**Given problem:**
Print, unchanged, the lines in the rows below that run from the line containing "point: white suv" through the line containing "column 92, row 331", both ends included.

**Material for this task:**
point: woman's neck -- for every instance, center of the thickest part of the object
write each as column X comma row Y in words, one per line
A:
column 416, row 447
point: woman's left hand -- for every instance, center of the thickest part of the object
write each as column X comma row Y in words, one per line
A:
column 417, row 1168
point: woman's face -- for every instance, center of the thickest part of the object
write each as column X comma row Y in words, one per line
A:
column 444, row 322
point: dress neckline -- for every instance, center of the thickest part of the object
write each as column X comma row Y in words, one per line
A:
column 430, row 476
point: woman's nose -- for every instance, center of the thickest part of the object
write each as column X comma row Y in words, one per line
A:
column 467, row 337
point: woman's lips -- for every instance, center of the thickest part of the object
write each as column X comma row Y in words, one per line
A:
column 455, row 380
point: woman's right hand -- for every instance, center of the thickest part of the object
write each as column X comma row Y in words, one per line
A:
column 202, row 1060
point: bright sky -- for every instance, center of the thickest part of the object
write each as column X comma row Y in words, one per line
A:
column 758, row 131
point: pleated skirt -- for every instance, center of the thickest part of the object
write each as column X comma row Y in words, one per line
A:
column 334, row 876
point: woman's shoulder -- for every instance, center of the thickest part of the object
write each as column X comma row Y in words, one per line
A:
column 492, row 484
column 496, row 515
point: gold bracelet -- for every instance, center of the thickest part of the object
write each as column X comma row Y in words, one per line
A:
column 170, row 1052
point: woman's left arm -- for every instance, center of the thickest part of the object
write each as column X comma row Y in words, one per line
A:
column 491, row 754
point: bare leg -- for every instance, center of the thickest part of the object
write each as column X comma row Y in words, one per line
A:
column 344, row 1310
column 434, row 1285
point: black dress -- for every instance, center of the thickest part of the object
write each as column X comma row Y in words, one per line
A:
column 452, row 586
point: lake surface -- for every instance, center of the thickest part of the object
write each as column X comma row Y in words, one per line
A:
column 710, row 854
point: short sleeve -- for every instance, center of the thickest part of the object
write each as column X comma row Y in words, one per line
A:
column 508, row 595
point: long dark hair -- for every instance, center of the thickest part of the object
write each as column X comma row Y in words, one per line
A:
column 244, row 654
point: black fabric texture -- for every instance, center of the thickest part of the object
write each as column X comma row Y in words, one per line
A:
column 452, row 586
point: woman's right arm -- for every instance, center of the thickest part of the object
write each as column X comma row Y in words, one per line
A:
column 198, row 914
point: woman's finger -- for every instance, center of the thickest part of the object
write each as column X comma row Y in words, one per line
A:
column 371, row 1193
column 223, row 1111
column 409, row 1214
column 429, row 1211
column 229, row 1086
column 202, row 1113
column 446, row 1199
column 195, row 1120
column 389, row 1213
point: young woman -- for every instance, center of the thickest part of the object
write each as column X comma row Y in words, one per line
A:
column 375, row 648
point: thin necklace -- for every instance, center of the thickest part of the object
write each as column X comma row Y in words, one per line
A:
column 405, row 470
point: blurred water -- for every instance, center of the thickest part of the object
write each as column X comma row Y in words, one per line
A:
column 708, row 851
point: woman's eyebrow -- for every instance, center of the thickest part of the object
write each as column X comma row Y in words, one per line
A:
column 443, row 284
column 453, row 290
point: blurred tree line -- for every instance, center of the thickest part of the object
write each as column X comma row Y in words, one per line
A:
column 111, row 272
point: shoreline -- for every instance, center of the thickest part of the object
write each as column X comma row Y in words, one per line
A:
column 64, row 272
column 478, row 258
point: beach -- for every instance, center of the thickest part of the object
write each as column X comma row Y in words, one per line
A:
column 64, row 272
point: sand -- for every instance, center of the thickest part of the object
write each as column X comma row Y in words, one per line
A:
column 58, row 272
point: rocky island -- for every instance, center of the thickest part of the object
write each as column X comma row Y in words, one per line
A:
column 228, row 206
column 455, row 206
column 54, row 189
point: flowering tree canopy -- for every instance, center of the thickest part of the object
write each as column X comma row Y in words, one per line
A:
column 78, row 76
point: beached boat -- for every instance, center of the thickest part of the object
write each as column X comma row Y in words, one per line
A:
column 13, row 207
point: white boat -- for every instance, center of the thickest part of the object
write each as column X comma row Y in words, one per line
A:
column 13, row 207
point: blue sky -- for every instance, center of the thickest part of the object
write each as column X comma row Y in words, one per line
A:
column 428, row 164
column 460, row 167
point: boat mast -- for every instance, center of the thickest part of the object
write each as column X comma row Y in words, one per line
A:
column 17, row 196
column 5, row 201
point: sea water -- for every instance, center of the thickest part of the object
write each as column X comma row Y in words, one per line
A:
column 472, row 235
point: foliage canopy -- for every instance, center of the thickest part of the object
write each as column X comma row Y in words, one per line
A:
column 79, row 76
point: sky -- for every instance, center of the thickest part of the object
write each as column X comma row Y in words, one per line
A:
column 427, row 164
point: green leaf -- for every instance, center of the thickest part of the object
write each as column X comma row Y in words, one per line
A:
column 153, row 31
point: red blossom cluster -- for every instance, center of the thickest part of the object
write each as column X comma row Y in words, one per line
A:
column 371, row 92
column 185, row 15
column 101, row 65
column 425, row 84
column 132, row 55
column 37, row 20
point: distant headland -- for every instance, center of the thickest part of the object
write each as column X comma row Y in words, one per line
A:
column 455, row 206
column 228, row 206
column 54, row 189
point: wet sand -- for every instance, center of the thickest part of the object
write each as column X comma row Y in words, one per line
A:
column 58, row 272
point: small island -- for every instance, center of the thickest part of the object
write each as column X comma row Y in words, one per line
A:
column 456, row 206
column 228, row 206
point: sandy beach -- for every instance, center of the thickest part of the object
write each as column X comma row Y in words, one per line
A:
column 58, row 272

---

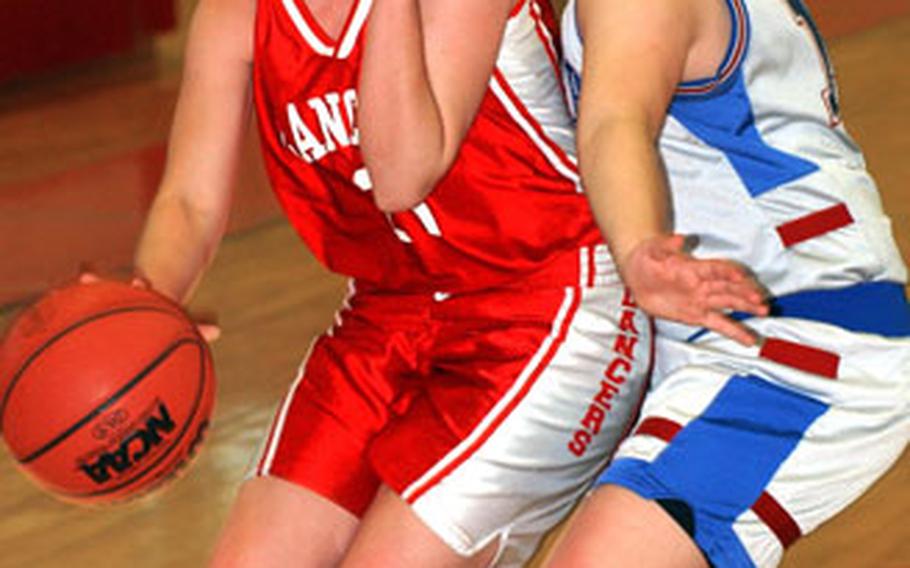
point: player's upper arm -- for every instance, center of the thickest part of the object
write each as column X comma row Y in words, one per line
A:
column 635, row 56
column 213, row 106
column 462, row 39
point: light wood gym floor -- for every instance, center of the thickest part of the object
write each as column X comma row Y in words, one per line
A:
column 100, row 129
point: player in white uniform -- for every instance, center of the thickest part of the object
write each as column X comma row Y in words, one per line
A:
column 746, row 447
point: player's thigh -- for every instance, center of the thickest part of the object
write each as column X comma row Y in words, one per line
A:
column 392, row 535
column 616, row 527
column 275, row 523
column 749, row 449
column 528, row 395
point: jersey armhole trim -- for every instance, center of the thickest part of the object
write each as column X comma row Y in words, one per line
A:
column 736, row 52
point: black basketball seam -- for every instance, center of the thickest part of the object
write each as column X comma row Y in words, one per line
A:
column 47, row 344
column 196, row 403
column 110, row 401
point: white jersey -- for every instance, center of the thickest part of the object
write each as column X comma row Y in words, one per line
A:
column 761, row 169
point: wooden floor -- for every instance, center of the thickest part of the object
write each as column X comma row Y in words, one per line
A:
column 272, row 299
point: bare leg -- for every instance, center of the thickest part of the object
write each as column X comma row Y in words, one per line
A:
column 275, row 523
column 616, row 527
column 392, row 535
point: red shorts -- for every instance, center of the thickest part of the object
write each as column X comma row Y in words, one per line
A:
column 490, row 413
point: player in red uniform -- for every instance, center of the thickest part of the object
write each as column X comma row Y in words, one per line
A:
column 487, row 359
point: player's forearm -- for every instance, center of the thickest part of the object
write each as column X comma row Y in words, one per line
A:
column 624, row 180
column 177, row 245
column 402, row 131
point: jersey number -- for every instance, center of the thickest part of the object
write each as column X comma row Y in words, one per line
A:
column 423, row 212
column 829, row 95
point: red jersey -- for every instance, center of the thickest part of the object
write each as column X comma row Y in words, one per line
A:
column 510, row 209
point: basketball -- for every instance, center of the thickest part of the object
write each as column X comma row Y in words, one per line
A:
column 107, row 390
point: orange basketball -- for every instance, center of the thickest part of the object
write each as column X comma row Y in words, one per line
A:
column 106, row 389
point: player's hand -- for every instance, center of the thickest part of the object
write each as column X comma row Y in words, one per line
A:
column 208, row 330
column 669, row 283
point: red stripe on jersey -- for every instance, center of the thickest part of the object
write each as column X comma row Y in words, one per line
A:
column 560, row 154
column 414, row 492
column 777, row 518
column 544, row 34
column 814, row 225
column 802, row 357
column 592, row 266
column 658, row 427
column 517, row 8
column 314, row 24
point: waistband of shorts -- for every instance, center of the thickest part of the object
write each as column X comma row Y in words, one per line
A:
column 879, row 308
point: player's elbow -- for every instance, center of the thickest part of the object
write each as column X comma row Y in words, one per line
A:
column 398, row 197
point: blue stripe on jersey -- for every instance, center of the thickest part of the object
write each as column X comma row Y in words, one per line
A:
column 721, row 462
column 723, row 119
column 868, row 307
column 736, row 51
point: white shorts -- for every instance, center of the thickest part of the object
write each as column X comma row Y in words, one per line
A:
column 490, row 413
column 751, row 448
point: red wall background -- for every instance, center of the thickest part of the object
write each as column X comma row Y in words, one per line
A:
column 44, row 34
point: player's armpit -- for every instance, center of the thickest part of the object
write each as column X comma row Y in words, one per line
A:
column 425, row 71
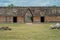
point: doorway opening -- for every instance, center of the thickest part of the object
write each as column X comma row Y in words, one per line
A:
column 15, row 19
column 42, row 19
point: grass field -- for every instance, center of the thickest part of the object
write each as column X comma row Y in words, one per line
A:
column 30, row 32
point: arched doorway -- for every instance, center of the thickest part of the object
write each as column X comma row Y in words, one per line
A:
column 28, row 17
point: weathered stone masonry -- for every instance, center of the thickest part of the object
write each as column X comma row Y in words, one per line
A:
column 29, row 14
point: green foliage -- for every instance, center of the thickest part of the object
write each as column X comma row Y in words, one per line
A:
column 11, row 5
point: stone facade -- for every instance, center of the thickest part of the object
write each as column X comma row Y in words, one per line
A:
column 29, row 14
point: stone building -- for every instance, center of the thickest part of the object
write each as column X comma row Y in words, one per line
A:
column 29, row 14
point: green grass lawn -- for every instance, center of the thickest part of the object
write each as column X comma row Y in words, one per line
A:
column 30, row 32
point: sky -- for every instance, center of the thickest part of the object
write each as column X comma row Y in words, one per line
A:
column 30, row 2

==

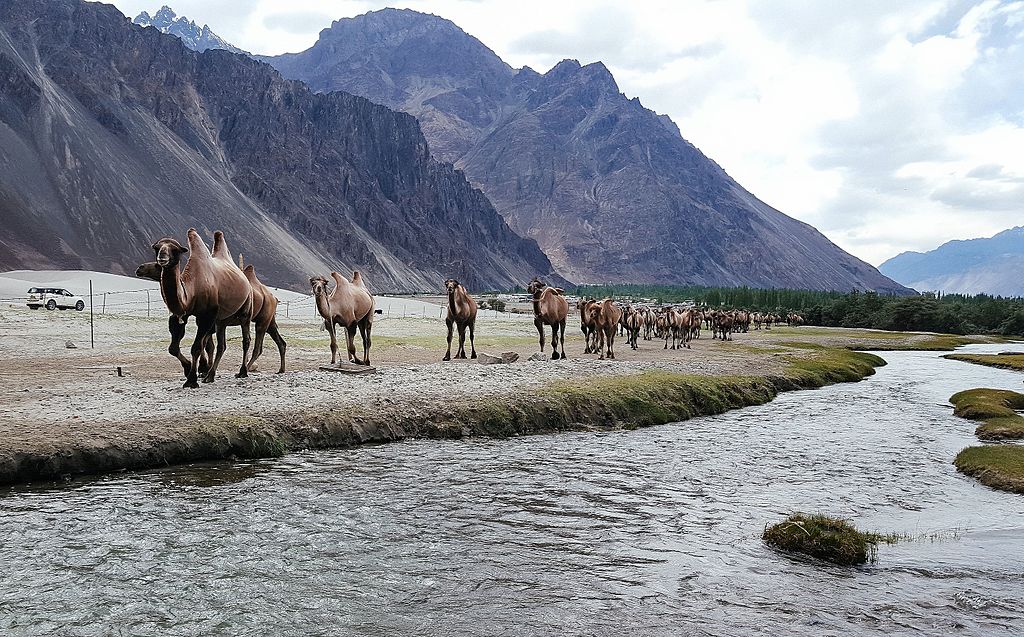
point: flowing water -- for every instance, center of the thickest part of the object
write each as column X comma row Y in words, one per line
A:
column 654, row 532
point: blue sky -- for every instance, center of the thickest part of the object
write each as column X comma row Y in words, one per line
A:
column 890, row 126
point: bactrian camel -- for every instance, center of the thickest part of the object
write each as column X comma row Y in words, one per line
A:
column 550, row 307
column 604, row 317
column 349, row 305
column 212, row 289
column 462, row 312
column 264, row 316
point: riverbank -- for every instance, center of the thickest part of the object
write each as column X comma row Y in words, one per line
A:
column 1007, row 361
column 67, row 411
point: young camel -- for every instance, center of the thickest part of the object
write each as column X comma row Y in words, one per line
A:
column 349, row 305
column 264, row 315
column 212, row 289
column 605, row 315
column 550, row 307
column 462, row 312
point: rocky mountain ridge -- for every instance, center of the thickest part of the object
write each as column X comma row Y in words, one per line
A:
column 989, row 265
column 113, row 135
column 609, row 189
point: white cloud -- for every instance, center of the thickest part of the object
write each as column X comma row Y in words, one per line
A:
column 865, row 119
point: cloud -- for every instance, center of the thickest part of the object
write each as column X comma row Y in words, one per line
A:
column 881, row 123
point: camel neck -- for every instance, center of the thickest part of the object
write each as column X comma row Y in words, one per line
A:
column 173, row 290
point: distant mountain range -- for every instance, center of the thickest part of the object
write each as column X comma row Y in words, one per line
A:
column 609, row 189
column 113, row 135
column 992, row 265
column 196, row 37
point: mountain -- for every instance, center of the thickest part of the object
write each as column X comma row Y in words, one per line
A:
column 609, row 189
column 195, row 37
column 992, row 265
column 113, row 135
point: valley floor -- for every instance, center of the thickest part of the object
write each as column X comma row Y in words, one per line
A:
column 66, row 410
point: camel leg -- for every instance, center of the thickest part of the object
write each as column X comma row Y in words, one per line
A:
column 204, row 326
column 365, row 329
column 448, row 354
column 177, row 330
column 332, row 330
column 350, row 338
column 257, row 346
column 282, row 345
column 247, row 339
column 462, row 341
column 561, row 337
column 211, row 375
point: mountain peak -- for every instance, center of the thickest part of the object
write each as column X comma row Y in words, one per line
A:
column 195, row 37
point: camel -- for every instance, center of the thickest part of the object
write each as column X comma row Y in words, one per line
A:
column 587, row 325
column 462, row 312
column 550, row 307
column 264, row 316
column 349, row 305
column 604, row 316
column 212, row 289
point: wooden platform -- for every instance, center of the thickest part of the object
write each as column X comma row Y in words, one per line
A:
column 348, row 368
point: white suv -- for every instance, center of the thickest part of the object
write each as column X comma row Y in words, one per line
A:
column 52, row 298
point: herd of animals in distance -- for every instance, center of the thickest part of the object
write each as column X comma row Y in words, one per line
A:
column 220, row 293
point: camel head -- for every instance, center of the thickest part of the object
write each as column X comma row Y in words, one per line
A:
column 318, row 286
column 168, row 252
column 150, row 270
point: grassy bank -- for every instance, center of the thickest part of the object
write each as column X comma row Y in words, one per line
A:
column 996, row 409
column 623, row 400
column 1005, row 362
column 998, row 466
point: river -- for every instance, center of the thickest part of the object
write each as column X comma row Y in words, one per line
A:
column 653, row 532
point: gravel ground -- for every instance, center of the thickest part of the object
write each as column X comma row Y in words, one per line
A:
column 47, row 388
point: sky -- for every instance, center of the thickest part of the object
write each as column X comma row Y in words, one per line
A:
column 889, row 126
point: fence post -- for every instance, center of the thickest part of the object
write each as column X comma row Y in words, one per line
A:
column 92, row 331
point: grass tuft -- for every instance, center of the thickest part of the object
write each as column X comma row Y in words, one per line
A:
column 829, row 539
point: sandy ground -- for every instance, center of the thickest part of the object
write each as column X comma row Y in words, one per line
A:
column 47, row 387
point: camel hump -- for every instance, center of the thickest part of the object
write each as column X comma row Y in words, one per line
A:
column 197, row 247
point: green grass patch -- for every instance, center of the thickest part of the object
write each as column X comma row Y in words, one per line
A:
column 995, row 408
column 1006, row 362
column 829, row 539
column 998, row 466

**Response:**
point: white suv -- for every instance, center of the thickest part of the object
write each as column X comma row Y in words, one per line
A:
column 52, row 298
point: herd of animals in distance -- for every instance, center of the thickest part of the object
write each as column X comma row Y in words, one per line
A:
column 220, row 293
point: camel head -- for every instance, center of the thickest part of the object
write each as column X comma row Y in words, one per line
A:
column 318, row 286
column 168, row 252
column 150, row 270
point: grassy bank -- for every instance, center of the thickest part of the object
write each as column X comma row Y in words, one per line
A:
column 996, row 409
column 623, row 400
column 1005, row 362
column 998, row 466
point: river -- for every instance, center of the thickest part of the object
write each as column X comma row Y in words, one per line
A:
column 653, row 532
point: gravel ground -- for every instance, center of the thickest part of the object
write each as column X comma row Y in words, one per line
A:
column 47, row 388
point: sky -- for every instance, center of the thickest part of the object
write each as column X comma row Y in words, one per line
A:
column 889, row 126
point: fence post -- for every instance, center of the thickest part of the object
write each as column X comma row Y in words, one per line
A:
column 92, row 331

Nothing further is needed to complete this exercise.